Nouvelles de Flandre
Rencontre avec Christian Van Eyken,
représentant de l'Union des Francophones (UF) au Parlement flamand




N.d.F.: Pour mieux vous connaître, parlez-nous de votre enfance. Vous avez un nom flamand...

C.V.E.: Tout à fait, je suis né de parents néerlandophones. J'ai passé toute ma jeunesse à Bonheiden près de Malines. Mes parents travaillaient, tous les deux, à Bruxelles, dans l'administration nationale. Ils attachaient beaucoup d'importance à ce que, comme eux, je sois bilingue. Je faisais la navette tous les matins en leur compagnie. J'allais à l'école à Bruxelles en français et à la maison, je parlais le flamand. J'ai ensuite étudié la philologie germanique à l'ULB.

N.d.F.: C'est à ce moment que votre vie prend un tournant...

C.V.E.: Fin des années '70, j'ai appris à connaître Linkebeek par des amis. De fil en aiguille, je me suis attaché à ce pittoresque petit village aux portes de Bruxelles. N'habitant pas Linkebeek, j'avais pourtant beaucoup de contacts et liens avec cette commune où la vie associative francophone était très active.

DONNÉES FOURNIES:
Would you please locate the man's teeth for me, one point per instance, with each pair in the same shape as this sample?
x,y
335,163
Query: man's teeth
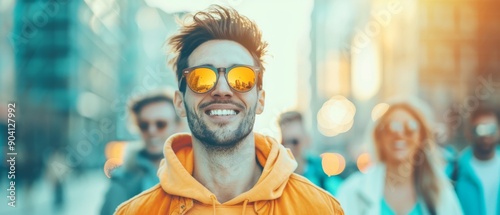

CONSIGNES DE L'EXERCICE:
- A) Résumez en deux phrases l'entretien avec Christian Van Eyken.
- B) Prolongez l'entretien avec Christian Van Eyken au-delà de sa dernière phrase.
La liste n'intervient pas dans ce travail.

RÉPONSES PROPOSÉES:
- A) Né de parents néerlandophones, Christian Van Eyken a grandi à Bonheiden près de Malines, a fréquenté l'école en français à Bruxelles tout en parlant flamand à la maison, puis a étudié la philologie germanique à l'ULB. À la fin des années 70, il a découvert Linkebeek par des amis et s'est attaché à ce village où, sans y habiter, il avait de nombreux liens et où la vie associative francophone était très active.

- B)
J'ai débuté ma carrière professionnelle, en tant que professeur dans une école de Mons puis à Ottignies. J'ai enseigné pendant une dizaine d'années.

N.d.F.: Comment avez-vous débuté votre carrière politique?

C.V.E.: C'est Roger Thiéry, bourgmestre de Linkebeek de 1976 à 1989 (père de Damien Thiéry, l'actuel bourgmestre non nommé, Ndlr) qui m'a entrainé en politique. En 1976, les francophones ont renversé la majorité néerlandophone. J'ai soutenu le groupe des francophones et j'ai été très actif dans les associations, les mouvements de jeunesse, les cercles sportifs jusqu'à ce que, quelques années plus tard, nous achetions une maison à Linkebeek. Roger Thiéry m'a alors demandé de me présenter sur la liste du bourgmestre lors des élections de 1982. J'ai fait le 4ème meilleur score et ai été nommé échevin. Ayant été pressenti rapidement comme le dauphin de Roger Thiéry et suite à son décès inopiné et brutal, j'ai repris le mayorat en 1993 jusqu'en 2006. En 88, j'avais abandonné ma carrière d'enseignant. J'étais entré comme traducteur à la Région bruxelloise au cabinet ministériel de Georges Désir puis de Didier Gosuin.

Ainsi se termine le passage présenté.